[Document excerpt]
++++++

Tuesday, April 05, 2011

Gates, Shinseki Agree to Joint Electronic Records

By Donna Miles
American Forces Press Service

WASHINGTON, April 5, 2011 – Two years after they joined President Barack Obama in announcing plans to create a Joint Virtual Lifetime Electronic Record, Defense Secretary Robert M. Gates and Veterans Affairs Secretary Eric K. Shinseki have agreed to create a joint common platform for their departments’ electronic medical records.

Gates and Shinseki agreed in concept to create the joint common platform during a March 17 session, giving their staffs an early May deadline to come up with an implementation plan, VA Deputy Secretary W. Scott Gould told American Forces Press Service.

“They slapped the table and said, ‘Okay, in concept we agree,’” Gould said during an interview while attending the 25th National Disabled Veterans Winter Sports Clinic in Snowmass Village, Colo.

Now DOD and VA are at work to determine if a joint e-platform will support their separate processes. DOD currently uses the Armed Forces Health Longitudinal Technology Application, or AHLTA system, and is transitioning to the more comprehensive, real-time Electronic Health Record Way Ahead system. VA uses the 20-plus-year-old Veterans Health Information Systems and Technology Architecture, or VistA.

Gould expressed confidence that a joint system will work for both the Defense Department and VA.

“And the reasoning is pretty sound,” he said. “Ninety percent of the medicine in DoD and VA is the same. So why shouldn’t we have one system, and only have the taxpayer pay to build it once?”

The 2010 Defense-VA Interagency Program Office report to Congress noted that the two departments share nine of the 13 core functional capabilities for an electronic health record, Gould said.

“This shows the kind of leadership that both Secretary Shinseki and Secretary Gates bring to the table,” he said. “They are committed. They want to make a difference. And they are challenging both their deputies and their entire organizations to cut through the red tape and get it done. And [Deputy Defense Secretary] Bill Lynn and I are hard at work to make that happen.”

Shinseki told a Senate Appropriations Committee subcommittee March 31 the deal followed about two years of discussions. He said DOD is “looking for new direction” for its own electronics record system, while noting the need to update VA’s own aging system.

"We have a terrific electronic health record, but again, it's about 20 years in being,” Shinseki said of VA’s VistA system. “So, we're going to have to adjust also to ensure the sustainability of that system. It's a great opportunity for both of us to put our heads together.”

Undersecretary of Defense for Personnel and Readiness Clifford L. Stanley called the initiative an example of closer inter-departmental cooperation that’s improving efficiencies and providing better patient care.

++++++

[Given material]

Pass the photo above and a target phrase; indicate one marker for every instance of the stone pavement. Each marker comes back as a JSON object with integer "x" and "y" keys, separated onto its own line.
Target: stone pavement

++++++

[What the task asks]
Answer these questions from the article on joint electronic medical records above:
1. By what deadline were the staffs told to come up with an implementation plan?
2. What electronic health record system does VA use?
3. According to the 2010 Defense-VA Interagency Program Office report, how many of the 13 core functional capabilities do the two departments share?

[Task solution]
1. Early May.
2. The Veterans Health Information Systems and Technology Architecture, or VistA.
3. Nine.